■ **Set problem**
Please copy the stretch of the material from the line containing "q: man's face" through the end of the material, keeping every line, and shift each bounding-box coordinate in the answers by adding -74 to it.

■ **Records to use**
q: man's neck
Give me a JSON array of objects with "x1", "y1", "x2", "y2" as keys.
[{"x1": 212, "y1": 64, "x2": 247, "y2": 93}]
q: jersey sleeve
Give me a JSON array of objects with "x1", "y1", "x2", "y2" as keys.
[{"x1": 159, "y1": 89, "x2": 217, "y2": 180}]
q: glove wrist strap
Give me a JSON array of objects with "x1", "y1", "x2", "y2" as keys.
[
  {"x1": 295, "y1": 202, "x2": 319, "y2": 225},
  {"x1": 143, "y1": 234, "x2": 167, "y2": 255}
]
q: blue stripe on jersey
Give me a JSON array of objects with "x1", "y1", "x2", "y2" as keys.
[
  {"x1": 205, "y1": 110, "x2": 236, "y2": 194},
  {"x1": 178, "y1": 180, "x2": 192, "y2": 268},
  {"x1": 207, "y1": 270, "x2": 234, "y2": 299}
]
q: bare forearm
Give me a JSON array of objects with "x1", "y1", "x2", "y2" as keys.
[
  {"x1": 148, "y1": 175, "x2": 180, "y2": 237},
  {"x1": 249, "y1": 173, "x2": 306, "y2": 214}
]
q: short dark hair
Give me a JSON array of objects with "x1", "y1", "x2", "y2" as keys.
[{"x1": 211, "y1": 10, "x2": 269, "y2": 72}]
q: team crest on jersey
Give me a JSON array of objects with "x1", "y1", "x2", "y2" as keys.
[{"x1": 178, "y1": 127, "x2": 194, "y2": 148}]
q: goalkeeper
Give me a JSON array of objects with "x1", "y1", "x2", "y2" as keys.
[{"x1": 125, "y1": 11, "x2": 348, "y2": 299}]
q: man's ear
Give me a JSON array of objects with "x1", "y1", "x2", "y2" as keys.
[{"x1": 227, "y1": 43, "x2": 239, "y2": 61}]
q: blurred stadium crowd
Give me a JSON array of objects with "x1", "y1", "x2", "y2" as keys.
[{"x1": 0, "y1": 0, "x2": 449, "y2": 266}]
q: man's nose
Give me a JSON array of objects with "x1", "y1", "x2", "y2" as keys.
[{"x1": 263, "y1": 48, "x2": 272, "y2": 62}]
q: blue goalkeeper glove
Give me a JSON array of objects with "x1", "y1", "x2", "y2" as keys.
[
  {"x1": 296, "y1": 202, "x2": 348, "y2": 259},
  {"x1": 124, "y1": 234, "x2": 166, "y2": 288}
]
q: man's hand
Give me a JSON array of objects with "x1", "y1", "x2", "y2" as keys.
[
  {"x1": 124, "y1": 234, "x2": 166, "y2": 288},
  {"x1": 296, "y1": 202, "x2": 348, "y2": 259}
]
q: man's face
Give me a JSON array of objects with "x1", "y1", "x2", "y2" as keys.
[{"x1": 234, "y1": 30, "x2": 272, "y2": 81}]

■ **Exercise solution**
q: man's face
Give me a JSON array of objects with "x1", "y1", "x2", "y2" as keys.
[{"x1": 160, "y1": -44, "x2": 198, "y2": 7}]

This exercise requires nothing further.